■ Text provided:
- 1 Introduction
- 2 Learn who your spammers are and block whole domains
- 3 Fight mediawiki spamming
- 4 Close self registration
- 5 Clean up wiki spamming
- 6 Links
- 7 Bibliography
This article mainly is concerned with wiki spamming. Wiki spamming has been increasing over the years and for two reasons:
- Its authors believe that inserting spamming links helps google rankings. This is actually not the case with a default installation since all links include a rel="nofollow" HTML attribute.
- Popular wiki pages may be spammed with "sneaky" links that will be followed by some readers. A typical example in this wiki are frequent attempts to insert links to cheating services, i.e. web sites that offer to write student papers for a fee. Note to students about cheating services: Do not use these services because quality is most often low, the paper doesn't match what your teacher expects from you, and contents most often include plagiarized sections. In other words: Better turn in a bad assignment that you wrote the "night before". You'll get the same bad grade without having to pay for it and you don't risk being punished...
Below we collected some essential strategies and links for mediawiki administrators that manage somewhat closed wikis (i.e. only registered users can edit). If you manage an open wiki, then you likely will have to use extra strategies that are described in various MediaWiki manual pages.
2 Learn who your spammers are and block whole domains
This strategy may allow to block whole domains (e.g. in the httpd.conf file or at the system level). When you use a difficult user account procedure as in this wiki, then wikis can by spammed manually (typically by underpayd third-world people hired by a first-world company). Blocking out whole (sub)domains can help a bit...
If your Mediawiki is spammed: first you will have to go either through your web server logs, e.g. search for "submitlogin" or install an extension that shows the IP number of users. We recommend the latter strategy:
2.1 The CheckUser extension
- allows you to figure out where they come from (connect from) and may help you decide whether you should block a whole IP range or ranges (e.g. a whole country). You either can enter user names or IP numbers. Then you can both trace and block a user.
- Installed on EduTechwiki and also some Wikipedia/media sites.
Alternatively dig through web server access logs and then consult one of these:
- Easywhois.com (alternative to whois.net)
- ipgp.net (find domain names for IP numbers)
2.2 Block a domain at the web server level
Edit an apache configuration file, e.g. /etc/apache2/apache2.conf and use patterns like the following for blocking out whole domains (many thousands of users) or sub-domains.

■ Excerpts of labeled region data:

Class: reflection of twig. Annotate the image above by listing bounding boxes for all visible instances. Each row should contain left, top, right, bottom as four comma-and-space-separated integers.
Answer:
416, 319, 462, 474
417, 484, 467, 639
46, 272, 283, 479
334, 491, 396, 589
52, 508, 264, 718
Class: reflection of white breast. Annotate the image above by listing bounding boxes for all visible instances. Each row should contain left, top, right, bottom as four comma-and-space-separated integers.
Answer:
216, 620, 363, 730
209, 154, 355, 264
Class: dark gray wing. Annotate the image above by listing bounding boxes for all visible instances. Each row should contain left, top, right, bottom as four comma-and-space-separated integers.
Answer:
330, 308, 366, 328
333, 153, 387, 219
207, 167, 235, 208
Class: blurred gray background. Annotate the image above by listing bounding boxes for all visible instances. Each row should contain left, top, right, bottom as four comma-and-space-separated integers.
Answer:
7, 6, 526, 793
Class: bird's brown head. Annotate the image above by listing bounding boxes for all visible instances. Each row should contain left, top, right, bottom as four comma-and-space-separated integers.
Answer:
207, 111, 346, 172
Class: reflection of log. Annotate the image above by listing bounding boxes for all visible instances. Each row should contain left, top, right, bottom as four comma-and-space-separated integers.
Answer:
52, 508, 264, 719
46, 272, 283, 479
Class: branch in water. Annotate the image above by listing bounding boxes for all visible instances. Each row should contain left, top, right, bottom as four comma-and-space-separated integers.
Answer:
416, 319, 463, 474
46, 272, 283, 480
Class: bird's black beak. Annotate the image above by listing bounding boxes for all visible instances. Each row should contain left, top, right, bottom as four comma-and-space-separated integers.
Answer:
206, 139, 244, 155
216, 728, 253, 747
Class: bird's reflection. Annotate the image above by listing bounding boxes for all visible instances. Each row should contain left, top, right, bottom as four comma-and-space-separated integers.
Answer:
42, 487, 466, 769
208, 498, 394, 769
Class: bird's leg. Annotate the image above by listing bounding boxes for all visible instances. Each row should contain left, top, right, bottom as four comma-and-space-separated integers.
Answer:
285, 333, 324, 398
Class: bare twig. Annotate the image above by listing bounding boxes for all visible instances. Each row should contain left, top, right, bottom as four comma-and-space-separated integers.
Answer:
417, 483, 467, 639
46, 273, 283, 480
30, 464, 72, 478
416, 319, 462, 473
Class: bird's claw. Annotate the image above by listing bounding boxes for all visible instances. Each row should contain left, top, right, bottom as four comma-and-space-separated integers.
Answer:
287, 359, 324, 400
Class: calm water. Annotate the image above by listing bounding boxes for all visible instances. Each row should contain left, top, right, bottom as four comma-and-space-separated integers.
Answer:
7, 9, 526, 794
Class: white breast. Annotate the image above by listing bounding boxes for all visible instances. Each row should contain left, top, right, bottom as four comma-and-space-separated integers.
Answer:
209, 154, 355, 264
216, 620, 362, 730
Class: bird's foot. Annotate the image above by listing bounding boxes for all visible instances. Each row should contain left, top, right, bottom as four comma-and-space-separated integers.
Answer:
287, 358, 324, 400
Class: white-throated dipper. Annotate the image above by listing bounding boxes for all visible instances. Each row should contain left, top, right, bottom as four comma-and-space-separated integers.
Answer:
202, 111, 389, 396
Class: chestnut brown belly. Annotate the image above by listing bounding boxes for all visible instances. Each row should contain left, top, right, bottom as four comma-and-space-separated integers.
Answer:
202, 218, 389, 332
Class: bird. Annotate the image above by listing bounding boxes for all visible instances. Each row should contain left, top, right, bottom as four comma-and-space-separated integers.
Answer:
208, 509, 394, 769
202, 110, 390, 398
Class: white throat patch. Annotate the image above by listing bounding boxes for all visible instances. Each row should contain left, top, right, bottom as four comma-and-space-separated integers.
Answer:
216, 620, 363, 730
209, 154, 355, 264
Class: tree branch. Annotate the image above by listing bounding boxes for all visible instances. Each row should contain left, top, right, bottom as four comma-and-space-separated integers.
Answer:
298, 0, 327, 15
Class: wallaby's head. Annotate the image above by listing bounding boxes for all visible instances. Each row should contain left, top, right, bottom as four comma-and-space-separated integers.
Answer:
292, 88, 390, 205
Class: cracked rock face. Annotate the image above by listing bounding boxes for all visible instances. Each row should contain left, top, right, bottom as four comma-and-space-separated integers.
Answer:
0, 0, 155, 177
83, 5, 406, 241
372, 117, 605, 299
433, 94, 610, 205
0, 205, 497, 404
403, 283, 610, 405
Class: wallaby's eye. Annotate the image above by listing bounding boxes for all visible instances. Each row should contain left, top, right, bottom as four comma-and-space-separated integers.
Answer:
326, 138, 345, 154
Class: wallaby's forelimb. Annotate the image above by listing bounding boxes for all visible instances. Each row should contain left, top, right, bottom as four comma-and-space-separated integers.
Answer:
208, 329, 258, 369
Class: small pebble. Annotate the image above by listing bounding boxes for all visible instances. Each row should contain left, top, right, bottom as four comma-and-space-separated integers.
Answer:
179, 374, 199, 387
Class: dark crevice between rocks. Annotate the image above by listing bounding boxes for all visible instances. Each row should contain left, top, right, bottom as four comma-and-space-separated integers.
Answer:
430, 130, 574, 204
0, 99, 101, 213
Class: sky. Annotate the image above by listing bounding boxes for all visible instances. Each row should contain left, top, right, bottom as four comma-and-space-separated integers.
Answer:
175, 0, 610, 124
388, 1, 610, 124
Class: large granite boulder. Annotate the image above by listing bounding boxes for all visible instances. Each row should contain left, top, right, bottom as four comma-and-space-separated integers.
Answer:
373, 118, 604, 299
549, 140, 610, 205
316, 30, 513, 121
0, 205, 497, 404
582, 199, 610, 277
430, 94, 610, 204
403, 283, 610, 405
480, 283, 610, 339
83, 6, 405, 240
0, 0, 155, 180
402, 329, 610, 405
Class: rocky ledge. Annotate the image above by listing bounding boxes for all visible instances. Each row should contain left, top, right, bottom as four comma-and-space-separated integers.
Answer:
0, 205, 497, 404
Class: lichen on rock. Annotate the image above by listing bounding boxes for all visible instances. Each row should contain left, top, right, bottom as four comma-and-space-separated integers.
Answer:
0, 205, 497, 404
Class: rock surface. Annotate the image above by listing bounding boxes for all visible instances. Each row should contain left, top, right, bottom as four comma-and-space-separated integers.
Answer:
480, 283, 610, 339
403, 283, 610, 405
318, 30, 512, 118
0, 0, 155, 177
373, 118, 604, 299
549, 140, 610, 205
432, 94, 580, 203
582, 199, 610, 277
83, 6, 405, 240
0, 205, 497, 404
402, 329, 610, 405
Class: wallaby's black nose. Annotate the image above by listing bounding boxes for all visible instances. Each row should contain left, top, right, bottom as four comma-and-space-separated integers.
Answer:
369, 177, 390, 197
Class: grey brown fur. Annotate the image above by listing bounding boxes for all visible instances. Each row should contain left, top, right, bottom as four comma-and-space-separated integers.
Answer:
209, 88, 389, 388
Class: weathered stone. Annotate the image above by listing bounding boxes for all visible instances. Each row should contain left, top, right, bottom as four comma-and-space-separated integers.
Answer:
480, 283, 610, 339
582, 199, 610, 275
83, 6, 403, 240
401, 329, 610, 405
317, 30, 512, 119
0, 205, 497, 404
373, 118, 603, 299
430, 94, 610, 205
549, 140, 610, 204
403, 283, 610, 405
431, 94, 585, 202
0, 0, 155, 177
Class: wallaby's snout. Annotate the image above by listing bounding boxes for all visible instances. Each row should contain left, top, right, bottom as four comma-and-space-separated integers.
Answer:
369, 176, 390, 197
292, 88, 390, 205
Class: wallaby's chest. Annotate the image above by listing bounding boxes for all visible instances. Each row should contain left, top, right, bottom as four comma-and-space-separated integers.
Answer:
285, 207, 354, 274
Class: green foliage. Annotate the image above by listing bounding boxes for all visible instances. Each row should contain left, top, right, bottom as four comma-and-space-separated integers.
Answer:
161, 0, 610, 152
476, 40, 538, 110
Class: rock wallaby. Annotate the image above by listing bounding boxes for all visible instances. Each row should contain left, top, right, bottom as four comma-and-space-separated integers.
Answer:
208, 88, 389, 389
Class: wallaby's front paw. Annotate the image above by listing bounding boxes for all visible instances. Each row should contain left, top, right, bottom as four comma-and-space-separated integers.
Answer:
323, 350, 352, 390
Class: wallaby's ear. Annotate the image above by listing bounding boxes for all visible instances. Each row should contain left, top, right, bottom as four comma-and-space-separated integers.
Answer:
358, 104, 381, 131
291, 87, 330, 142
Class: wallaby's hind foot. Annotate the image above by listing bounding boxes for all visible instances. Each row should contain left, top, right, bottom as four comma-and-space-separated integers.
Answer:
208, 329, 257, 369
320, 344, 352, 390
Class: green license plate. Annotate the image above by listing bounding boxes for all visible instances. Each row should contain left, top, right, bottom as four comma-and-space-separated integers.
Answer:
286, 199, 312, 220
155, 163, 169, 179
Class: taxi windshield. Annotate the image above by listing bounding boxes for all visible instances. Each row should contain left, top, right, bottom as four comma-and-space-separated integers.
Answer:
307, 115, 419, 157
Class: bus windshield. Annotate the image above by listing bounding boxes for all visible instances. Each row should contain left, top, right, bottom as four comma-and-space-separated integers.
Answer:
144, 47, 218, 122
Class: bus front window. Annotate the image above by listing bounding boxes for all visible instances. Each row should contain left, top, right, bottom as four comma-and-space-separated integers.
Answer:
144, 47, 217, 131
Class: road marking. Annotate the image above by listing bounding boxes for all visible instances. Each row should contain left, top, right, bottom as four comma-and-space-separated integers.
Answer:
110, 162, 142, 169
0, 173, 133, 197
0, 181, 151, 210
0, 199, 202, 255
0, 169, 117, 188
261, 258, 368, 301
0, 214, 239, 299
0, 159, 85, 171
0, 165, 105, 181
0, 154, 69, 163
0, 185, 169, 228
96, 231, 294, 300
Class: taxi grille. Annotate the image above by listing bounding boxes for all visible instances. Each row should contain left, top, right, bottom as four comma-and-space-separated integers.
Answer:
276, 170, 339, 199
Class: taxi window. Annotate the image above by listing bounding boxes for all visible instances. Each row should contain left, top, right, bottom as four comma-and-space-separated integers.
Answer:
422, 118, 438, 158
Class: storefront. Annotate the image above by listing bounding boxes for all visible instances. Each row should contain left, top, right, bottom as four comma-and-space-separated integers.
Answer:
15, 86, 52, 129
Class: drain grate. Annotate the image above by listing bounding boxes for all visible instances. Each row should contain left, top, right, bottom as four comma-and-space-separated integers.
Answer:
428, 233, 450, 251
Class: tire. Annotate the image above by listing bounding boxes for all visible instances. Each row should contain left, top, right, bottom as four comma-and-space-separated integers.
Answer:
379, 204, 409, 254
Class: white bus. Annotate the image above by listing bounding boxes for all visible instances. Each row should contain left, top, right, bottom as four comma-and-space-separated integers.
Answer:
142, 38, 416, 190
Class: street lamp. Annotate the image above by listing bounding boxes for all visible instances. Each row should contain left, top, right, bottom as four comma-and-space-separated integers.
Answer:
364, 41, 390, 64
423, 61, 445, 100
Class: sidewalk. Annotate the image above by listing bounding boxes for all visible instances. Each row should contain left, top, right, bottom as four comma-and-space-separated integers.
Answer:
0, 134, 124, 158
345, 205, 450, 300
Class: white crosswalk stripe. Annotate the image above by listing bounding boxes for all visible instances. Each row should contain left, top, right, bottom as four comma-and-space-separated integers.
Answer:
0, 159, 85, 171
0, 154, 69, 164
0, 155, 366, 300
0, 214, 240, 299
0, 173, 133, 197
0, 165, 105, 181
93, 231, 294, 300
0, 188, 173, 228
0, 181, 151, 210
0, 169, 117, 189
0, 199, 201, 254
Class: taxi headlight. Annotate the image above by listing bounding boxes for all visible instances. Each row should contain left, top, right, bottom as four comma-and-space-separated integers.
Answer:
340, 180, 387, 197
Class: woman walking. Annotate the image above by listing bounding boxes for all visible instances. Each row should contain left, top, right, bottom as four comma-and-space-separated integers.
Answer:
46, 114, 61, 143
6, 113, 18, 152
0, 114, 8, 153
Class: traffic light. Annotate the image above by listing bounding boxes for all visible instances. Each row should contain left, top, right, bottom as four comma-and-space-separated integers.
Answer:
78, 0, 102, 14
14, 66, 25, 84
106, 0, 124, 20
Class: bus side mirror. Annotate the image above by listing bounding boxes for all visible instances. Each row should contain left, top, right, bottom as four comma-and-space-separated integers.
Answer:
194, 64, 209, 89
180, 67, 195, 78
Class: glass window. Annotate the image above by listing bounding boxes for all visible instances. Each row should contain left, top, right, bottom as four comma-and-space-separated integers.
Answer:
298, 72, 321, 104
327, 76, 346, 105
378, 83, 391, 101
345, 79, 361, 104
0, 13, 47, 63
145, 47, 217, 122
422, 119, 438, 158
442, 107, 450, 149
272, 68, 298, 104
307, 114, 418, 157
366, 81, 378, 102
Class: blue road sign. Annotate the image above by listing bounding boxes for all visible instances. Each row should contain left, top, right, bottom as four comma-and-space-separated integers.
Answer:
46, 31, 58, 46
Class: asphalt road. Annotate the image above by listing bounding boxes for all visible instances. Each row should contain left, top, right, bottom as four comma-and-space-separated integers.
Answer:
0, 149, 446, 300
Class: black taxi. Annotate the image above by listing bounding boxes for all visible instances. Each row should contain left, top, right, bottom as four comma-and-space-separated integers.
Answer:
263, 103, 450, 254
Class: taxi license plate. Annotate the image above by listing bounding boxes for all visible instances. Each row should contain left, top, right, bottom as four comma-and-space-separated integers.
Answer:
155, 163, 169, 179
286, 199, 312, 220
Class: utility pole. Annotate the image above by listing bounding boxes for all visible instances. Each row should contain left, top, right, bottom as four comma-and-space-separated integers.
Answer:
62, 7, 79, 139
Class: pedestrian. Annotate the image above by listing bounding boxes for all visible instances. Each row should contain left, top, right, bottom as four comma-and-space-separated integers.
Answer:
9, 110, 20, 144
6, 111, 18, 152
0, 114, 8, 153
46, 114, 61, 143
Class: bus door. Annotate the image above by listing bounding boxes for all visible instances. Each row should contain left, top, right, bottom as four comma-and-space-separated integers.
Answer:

■ Exercise: In the article on wiki spamming, which extension is named for finding out where users connect from?

■ Written response: The CheckUser extension.